→ **RECORD SET**
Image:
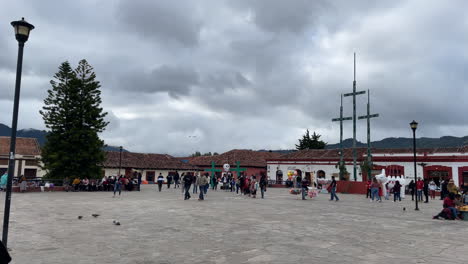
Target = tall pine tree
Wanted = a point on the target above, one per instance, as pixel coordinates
(308, 142)
(73, 115)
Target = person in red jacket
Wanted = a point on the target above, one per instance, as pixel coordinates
(419, 189)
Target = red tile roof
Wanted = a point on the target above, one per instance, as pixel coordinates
(145, 161)
(333, 154)
(24, 146)
(322, 154)
(247, 158)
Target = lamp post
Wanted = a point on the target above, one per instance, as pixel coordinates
(120, 160)
(22, 30)
(414, 126)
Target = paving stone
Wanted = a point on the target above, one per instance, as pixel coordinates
(162, 228)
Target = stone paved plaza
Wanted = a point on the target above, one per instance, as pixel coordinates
(227, 228)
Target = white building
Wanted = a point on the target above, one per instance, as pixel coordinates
(148, 164)
(27, 157)
(434, 164)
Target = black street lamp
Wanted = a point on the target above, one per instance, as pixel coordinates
(120, 160)
(414, 126)
(22, 30)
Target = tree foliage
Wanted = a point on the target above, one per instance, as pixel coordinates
(74, 117)
(310, 142)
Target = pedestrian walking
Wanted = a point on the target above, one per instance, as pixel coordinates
(169, 181)
(305, 188)
(397, 191)
(160, 181)
(443, 189)
(187, 181)
(253, 187)
(368, 192)
(375, 190)
(139, 180)
(426, 190)
(195, 183)
(202, 182)
(412, 189)
(333, 186)
(176, 180)
(238, 180)
(263, 184)
(419, 189)
(23, 183)
(432, 189)
(118, 185)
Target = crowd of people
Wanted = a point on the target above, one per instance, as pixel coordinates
(199, 183)
(111, 183)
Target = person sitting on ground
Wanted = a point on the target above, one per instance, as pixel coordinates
(451, 187)
(76, 184)
(449, 212)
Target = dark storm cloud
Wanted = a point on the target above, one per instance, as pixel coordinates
(276, 16)
(248, 74)
(167, 21)
(174, 80)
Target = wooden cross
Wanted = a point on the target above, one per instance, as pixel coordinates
(213, 169)
(353, 94)
(238, 169)
(368, 117)
(341, 119)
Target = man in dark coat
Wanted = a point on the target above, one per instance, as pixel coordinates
(187, 180)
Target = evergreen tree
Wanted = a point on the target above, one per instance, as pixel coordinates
(73, 115)
(308, 142)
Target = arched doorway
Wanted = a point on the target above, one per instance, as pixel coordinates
(279, 177)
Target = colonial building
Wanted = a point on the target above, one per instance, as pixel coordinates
(253, 161)
(27, 157)
(149, 165)
(434, 164)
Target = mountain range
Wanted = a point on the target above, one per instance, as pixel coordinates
(391, 142)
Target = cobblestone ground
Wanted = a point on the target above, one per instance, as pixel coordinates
(227, 228)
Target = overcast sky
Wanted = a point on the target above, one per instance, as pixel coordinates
(213, 75)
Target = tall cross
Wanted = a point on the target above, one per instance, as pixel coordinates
(213, 169)
(341, 119)
(354, 93)
(238, 169)
(368, 117)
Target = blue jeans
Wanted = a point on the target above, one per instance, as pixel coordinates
(333, 194)
(202, 190)
(375, 193)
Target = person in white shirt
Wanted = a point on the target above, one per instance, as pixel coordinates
(432, 189)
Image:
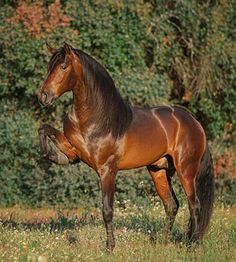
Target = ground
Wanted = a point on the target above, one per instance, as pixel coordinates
(78, 235)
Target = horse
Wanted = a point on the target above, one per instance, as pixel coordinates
(105, 132)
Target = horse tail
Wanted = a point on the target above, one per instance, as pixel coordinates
(205, 191)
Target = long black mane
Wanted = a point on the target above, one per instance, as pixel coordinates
(110, 112)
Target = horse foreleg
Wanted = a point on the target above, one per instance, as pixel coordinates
(61, 151)
(108, 188)
(162, 182)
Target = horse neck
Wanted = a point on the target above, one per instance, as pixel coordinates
(115, 119)
(80, 105)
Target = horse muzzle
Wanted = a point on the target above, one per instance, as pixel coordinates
(46, 98)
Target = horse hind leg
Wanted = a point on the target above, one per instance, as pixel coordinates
(161, 175)
(188, 181)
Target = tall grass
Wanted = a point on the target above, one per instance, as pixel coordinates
(79, 235)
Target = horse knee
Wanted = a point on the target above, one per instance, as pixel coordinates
(107, 213)
(172, 208)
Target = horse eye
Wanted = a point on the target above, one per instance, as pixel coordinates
(63, 65)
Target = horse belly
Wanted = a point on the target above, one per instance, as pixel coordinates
(143, 145)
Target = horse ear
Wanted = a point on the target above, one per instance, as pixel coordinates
(67, 48)
(51, 49)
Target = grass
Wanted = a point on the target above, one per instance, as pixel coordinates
(79, 235)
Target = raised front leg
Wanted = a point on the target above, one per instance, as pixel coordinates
(108, 189)
(60, 151)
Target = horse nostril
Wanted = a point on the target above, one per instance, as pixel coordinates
(44, 97)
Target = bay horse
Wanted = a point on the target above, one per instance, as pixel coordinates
(108, 134)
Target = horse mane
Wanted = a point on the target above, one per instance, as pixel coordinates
(110, 112)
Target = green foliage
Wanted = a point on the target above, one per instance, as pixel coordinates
(156, 51)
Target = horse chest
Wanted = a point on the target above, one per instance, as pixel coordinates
(94, 151)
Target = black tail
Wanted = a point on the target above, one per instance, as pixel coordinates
(205, 192)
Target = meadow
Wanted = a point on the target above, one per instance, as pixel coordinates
(79, 235)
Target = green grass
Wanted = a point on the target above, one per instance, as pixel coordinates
(46, 235)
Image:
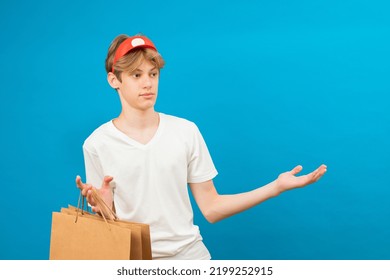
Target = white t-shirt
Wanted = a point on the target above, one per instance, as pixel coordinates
(150, 181)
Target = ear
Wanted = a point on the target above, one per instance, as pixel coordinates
(113, 80)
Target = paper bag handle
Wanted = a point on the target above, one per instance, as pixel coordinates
(105, 211)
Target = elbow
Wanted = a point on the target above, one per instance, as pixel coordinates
(212, 217)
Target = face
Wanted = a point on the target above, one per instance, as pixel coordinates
(138, 90)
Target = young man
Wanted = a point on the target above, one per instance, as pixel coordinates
(144, 160)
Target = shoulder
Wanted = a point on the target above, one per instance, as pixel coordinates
(178, 122)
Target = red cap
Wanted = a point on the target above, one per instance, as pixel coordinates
(130, 44)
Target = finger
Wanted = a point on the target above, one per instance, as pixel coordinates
(86, 189)
(106, 182)
(90, 200)
(79, 183)
(296, 169)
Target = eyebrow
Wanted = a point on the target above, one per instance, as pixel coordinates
(139, 70)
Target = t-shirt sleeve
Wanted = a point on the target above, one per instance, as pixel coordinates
(200, 167)
(93, 168)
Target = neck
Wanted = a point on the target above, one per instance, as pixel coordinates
(138, 119)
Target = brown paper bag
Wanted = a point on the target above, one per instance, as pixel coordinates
(80, 235)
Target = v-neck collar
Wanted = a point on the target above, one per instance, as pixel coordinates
(135, 143)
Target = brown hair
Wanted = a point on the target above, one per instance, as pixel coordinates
(129, 62)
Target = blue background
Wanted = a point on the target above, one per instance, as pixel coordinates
(271, 84)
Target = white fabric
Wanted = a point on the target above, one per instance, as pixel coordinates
(150, 181)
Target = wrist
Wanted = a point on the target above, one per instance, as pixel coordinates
(275, 188)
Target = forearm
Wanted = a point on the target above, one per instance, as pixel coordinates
(223, 206)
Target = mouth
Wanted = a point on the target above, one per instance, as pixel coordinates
(147, 95)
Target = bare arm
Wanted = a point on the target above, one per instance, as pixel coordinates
(216, 207)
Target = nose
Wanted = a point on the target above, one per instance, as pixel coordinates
(147, 82)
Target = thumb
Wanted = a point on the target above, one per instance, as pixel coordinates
(296, 169)
(106, 182)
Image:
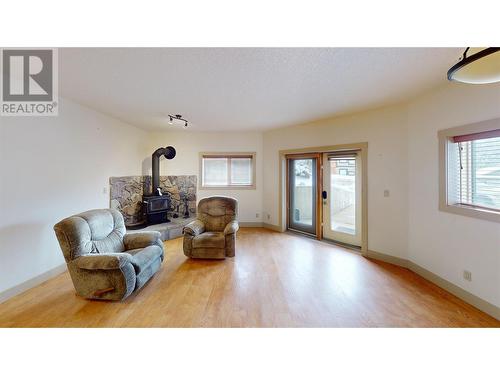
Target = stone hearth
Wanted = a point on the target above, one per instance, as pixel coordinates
(126, 195)
(167, 230)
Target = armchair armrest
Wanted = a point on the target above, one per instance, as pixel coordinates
(231, 227)
(111, 261)
(194, 228)
(141, 239)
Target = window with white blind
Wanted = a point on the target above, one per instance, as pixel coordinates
(472, 171)
(230, 170)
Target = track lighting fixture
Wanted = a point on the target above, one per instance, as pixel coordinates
(477, 66)
(173, 118)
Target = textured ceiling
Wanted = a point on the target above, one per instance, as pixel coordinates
(246, 88)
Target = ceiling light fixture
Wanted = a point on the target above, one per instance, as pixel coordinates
(482, 65)
(178, 118)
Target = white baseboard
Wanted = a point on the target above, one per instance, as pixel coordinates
(275, 228)
(457, 291)
(250, 224)
(256, 224)
(28, 284)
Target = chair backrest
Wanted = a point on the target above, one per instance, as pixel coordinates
(95, 231)
(216, 212)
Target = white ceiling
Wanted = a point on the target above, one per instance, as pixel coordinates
(246, 88)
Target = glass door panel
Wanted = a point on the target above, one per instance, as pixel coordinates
(342, 198)
(302, 194)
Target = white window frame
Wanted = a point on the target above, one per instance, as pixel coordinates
(228, 155)
(445, 140)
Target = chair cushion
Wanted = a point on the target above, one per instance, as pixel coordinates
(142, 258)
(209, 239)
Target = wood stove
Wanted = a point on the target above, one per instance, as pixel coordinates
(155, 207)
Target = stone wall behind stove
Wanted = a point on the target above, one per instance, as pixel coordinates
(126, 195)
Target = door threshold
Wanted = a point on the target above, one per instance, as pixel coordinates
(342, 244)
(306, 234)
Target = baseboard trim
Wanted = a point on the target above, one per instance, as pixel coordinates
(457, 291)
(31, 283)
(251, 224)
(275, 228)
(464, 295)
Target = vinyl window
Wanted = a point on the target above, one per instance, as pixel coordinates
(472, 171)
(228, 170)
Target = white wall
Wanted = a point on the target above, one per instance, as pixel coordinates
(188, 146)
(53, 167)
(403, 157)
(445, 243)
(386, 133)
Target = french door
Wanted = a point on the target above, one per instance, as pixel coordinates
(303, 191)
(342, 197)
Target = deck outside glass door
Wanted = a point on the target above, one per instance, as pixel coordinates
(302, 193)
(342, 197)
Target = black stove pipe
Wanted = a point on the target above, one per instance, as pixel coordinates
(169, 153)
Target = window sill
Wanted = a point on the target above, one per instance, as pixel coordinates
(230, 187)
(475, 212)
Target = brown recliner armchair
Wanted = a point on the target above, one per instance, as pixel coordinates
(213, 234)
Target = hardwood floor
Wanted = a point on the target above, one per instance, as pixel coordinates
(275, 280)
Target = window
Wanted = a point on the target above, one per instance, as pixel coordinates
(228, 170)
(471, 177)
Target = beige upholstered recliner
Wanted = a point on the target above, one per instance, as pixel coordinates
(213, 234)
(104, 262)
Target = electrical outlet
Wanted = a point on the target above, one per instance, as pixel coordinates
(467, 275)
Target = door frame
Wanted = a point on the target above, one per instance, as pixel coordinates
(319, 189)
(282, 193)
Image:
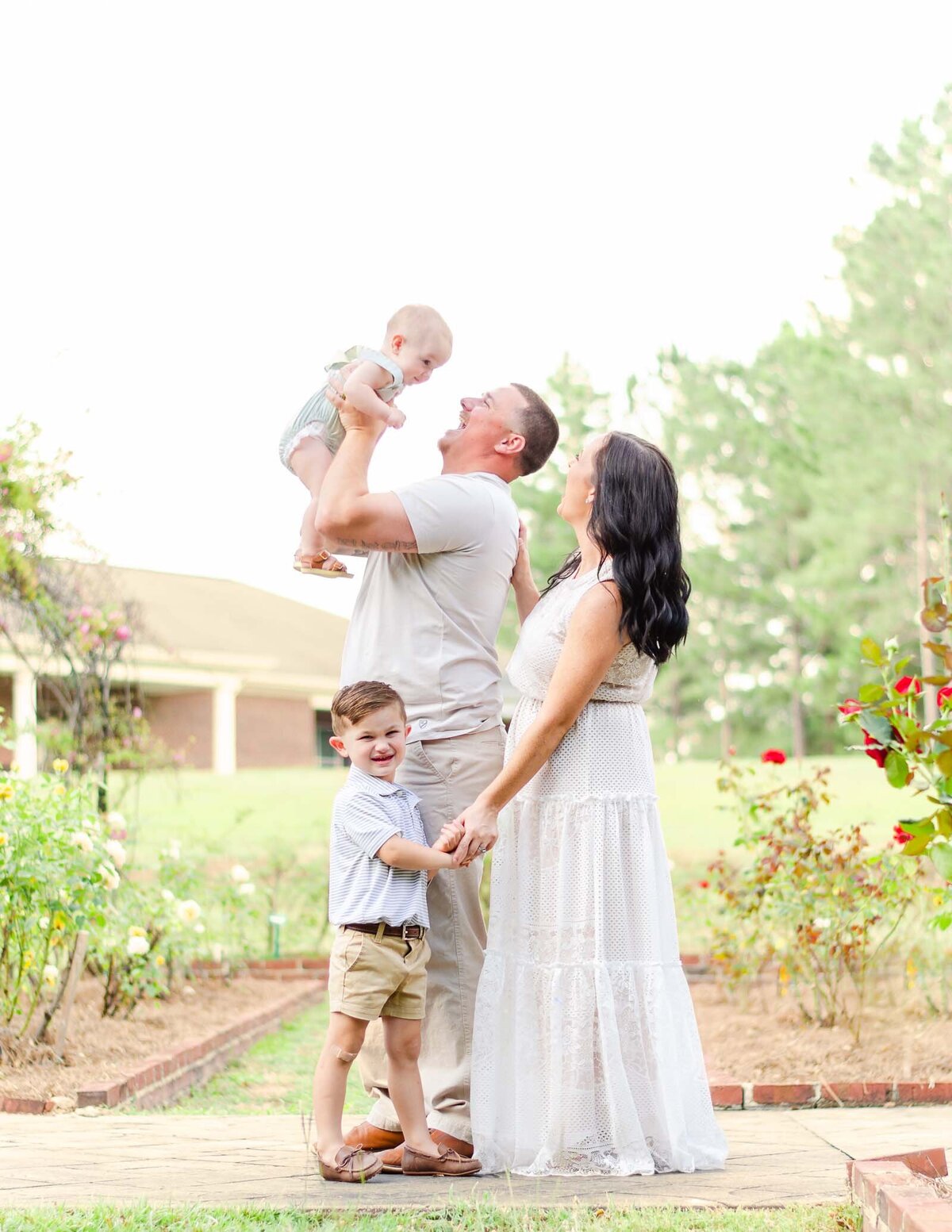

→ **WHAT TO WORK ON**
Please count the lines in the listing above that contain the string "stove", matching uppercase and lowercase exactly. Reply with the number alone.

→ **RIGHT ANSWER**
3